=== Task instructions ===
1: In the UAX 29 reply, what does the writer say the rule is in fact?
2: Transcribe the UAX 29 reply between "Re: UAX 29 questions" and "non-ignored character.", inclusive.
3: Write the next part of the UAX 29 reply, picking up where it stops.

=== Selected excerpt ===
>>>
Re: UAX 29 questions

From: Philippe Verdy <verdy_p_at_wanadoo.fr>
Date: Fri, 30 Jan 2015 07:36:03 +0100

The main reason is that the rest if the text does not test pairs starting
by Format or Extend, but Any character that precedes the Format and Extend
characters.
By saying "ignore"; it just says : whilae parsing from start to ed of text,
keep any character in the stqte variable that keeps the WB-property of the
non-ignored character.
:In fact the rule is :
Any × (Format | Extend)+
but this is matches more than a simpke pair of characters. Used in all the
rest of the rules.
So effectively all other rules do not contain any reference to Format and
Extend.
<<<
=== Information provided ===
>>>
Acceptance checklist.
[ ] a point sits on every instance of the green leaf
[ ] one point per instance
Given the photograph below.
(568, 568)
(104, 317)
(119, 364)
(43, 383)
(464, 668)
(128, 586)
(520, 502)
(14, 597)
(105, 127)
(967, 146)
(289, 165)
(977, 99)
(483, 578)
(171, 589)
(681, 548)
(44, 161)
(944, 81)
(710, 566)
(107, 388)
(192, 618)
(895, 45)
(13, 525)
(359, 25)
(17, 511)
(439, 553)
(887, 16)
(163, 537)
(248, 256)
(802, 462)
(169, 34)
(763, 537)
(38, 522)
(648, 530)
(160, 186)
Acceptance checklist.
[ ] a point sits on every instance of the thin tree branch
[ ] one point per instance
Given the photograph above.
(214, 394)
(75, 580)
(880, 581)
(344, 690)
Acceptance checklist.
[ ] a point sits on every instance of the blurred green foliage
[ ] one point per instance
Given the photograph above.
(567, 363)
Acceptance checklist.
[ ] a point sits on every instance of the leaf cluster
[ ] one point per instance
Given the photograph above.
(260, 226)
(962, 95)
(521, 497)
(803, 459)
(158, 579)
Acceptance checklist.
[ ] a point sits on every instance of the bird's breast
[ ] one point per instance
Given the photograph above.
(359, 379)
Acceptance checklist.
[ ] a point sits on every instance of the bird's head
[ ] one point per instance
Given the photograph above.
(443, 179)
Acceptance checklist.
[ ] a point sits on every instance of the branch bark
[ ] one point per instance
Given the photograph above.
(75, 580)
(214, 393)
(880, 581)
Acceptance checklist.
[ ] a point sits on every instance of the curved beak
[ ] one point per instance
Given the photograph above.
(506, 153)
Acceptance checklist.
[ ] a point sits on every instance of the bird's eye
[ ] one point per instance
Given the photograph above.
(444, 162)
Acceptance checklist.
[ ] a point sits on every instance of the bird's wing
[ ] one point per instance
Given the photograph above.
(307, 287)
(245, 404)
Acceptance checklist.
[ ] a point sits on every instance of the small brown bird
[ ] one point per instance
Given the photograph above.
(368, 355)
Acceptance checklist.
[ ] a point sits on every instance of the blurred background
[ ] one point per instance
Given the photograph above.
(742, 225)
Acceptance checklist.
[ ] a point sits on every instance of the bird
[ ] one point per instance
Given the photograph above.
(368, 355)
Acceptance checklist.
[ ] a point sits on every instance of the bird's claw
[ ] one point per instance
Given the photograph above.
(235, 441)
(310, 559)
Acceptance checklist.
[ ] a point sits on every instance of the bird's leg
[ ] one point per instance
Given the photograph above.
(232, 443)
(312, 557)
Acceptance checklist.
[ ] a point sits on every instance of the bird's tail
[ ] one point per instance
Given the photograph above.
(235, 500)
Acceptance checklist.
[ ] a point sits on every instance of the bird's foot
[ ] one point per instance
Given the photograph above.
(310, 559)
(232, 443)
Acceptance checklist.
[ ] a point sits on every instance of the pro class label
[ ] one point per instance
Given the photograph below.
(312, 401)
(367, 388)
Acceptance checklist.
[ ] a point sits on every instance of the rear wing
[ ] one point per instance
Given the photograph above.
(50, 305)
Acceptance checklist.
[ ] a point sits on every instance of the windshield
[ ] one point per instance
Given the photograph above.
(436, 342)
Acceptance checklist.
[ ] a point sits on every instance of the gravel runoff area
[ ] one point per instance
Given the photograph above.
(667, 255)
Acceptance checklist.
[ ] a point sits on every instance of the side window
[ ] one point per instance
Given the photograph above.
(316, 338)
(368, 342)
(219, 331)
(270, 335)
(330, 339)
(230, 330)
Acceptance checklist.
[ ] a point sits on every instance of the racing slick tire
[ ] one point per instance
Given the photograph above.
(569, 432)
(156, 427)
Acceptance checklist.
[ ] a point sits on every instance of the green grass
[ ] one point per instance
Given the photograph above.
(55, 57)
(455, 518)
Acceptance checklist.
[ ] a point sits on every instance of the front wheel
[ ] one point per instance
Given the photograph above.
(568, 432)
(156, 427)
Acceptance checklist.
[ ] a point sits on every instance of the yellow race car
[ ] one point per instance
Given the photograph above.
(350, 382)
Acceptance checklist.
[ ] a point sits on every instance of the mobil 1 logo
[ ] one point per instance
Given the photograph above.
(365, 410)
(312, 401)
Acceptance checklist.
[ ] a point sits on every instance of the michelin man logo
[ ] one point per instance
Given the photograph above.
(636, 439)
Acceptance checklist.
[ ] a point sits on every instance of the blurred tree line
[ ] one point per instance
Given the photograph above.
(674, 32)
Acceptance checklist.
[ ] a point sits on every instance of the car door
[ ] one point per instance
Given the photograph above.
<<<
=== Replies ===
1: Any × (Format | Extend)+

2:
Re: UAX 29 questions

From: Philippe Verdy <verdy_p_at_wanadoo.fr>
Date: Fri, 30 Jan 2015 07:36:03 +0100

The main reason is that the rest if the text does not test pairs starting
by Format or Extend, but Any character that precedes the Format and Extend
characters.
By saying "ignore"; it just says : whilae parsing from start to ed of text,
keep any character in the stqte variable that keeps the WB-property of the
non-ignored character.

3:
2015-01-30 6:25 GMT+01:00 Karl Williamson <public_at_khwilliamson.com>:

> On 01/29/2015 08:19 PM, Philippe Verdy wrote:
>
>>
>> 2015-01-29 19:52 GMT+01:00 Karl Williamson <public_at_khwilliamson.com
>> <mailto:public_at_khwilliamson.com>>:
>>
>> Rule WB4 is
>>
>> "Ignore Format and Extend characters, except when they appear at the
>> beginning of a region of text.".
>>
>> Not clearly stated, but it appears to me that the ZWJ must be
>> considered here to be the beginning of a region of text, as we are
>> looking at the boundary between it and the "A". No rule
>> specifically mentions ALetter followed by an Extend, so by the
>> default rule, WB14
>>
>> "Otherwise, break everywhere (including around ideographs)"
>>
>>
>> All the text is targeted at finding candidate positions for breaks. It
>> is not very clear that "ignore" is definitive and means that there
>> cannot be any further breaks before the Format and Extend characters,
>> except at beginng of text. So all the rest of rules is ignored, there
>> was a match and you stop there; no break before;
>>
>> Any × (Format | Extend)
>>
>> This is confirmed in other rules that state the word "otherwise",
>> including the last one (WB14) you quote which is explciitly not
>> applicable.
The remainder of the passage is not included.